Instruction ▸ In the passage below on Durham's civil rights protests, explain how Mayor Wense Grabarek got the demonstrations to stop in May 1963.

═════ Excerpted passage ═════

On Sunday, August 12, 1962,
more than 500 people attended a "Freedom Rally" at St.
Joseph's AME Church. Durham attorney Floyd McKissick, already a
veteran of 15 years' activism against Jim Crow, acted as master
of ceremonies. He was joined by two of the movement's national leaders.
"You cannot live
respectably with segregation," Roy Wilkins, executive director
of the NAACP, told the crowd; and James Farmer, national director
of the Congress of Racial Equality, said, "You're joining the
greatest and most exciting battle of the century."
From the church, the
crowd proceeded in a caravan of cars to Howard Johnson's parking
lot, where they demonstrated with song and prayer against the restaurant's
segregation policy and against the trespassing convictions of four
members of an earlier protest there. The demonstration ended without
incident and would be repeated, Sunday after Sunday, for monthswith
no result.
"My children got involved first, but when I found out what they were doing, I went with them and all the other young people, and walked those picket lines, too." - Margaret Turner, Durham activist, 1987 interview
On May 18, 1963, one
day after the ninth anniversary of the Brown v. Board decision,
mass demonstrations erupted all over Durham. Howard Johnson's was
again a target, along with half a dozen other eating places, the
courthouse, and city hall. Over the next two days, 850 protesters
were arrested, along with four white onlookers, as fights broke
out downtown and police stood by with tear gas.
That was the situation
welcoming Wense Grabarek into office as Durham's mayor. Elected
the same day the demonstrations began, Grabarek asked to speak at
an integration rally on May 21. Telling those gathered that their
point had been taken and promising to respond, Grabarek won a cessation
of protests and, two days later, appointed a Durham Interim Committee
to "resolve and reconcile" the city's racial tensions.
Over the next few months, segregation ended at most of Durham's
restaurants, hotels and movie theaters, along with the swimming
pools, libraries, chamber of commerce, and Jaycees.

═════ Data lines ═════

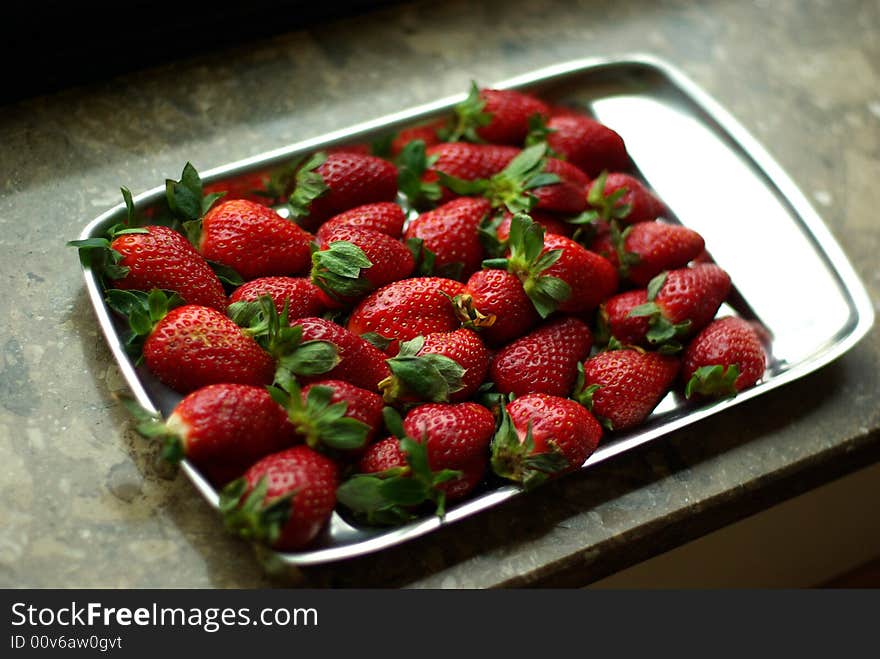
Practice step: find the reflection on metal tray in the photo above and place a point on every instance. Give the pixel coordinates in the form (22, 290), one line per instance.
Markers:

═════

Solution to this exercise ▸ Grabarek spoke at an integration rally on May 21. He told the crowd that their point had been taken and promised to respond, and that won a halt to the protests. Two days later, he appointed a Durham Interim Committee to "resolve and reconcile" the city's racial tensions.